Big Data 41 min read

Understanding and Solving the Small File Problem in Big Data Systems

This article examines the pervasive small‑file issue in big‑data environments, explains its impact on storage and processing performance, and presents a comprehensive set of solutions—including file merging, Hadoop archives, SequenceFiles, HBase, CombineFileInputFormat, and Spark/Flink strategies—to mitigate metadata overhead and improve I/O efficiency.

Big Data Technology & Architecture
Big Data Technology & Architecture
Big Data Technology & Architecture
Understanding and Solving the Small File Problem in Big Data Systems

The massive small‑file problem is recognized both in industry and academia as a critical bottleneck in big‑data storage and processing, second only to data skew. Small files degrade IOPS, throughput, and overall cluster stability because traditional disk file systems and VFS are optimized for large sequential I/O.

Small‑File Problem Overview

Key issues include inefficient metadata management (multiple disk accesses for each file’s dentry, inode, and data), poor data layout causing fragmentation, and complex I/O paths through VFS that amplify random access costs.

» Provided material:
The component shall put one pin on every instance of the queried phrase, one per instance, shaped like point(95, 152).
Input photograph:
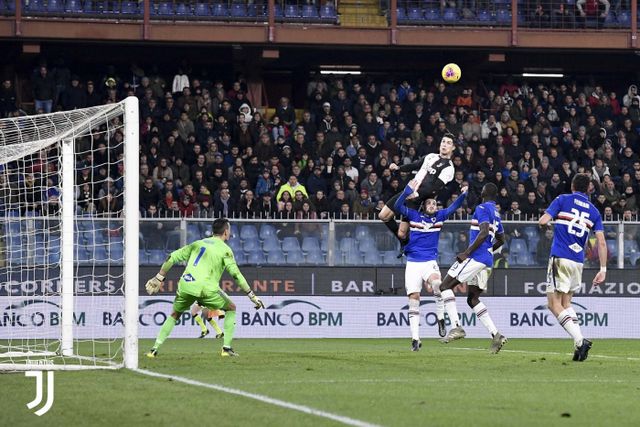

» Problems and tasks:
A. In the article on the small-file problem, which issue ranks ahead of small files as a bottleneck in big-data storage and processing?
B. Copy the small-file article word for word from "The massive small‑file" to "random access costs.".

» Correct answers:
A. Data skew.

B.
The massive small‑file problem is recognized both in industry and academia as a critical bottleneck in big‑data storage and processing, second only to data skew. Small files degrade IOPS, throughput, and overall cluster stability because traditional disk file systems and VFS are optimized for large sequential I/O.

Small‑File Problem Overview

Key issues include inefficient metadata management (multiple disk accesses for each file’s dentry, inode, and data), poor data layout causing fragmentation, and complex I/O paths through VFS that amplify random access costs.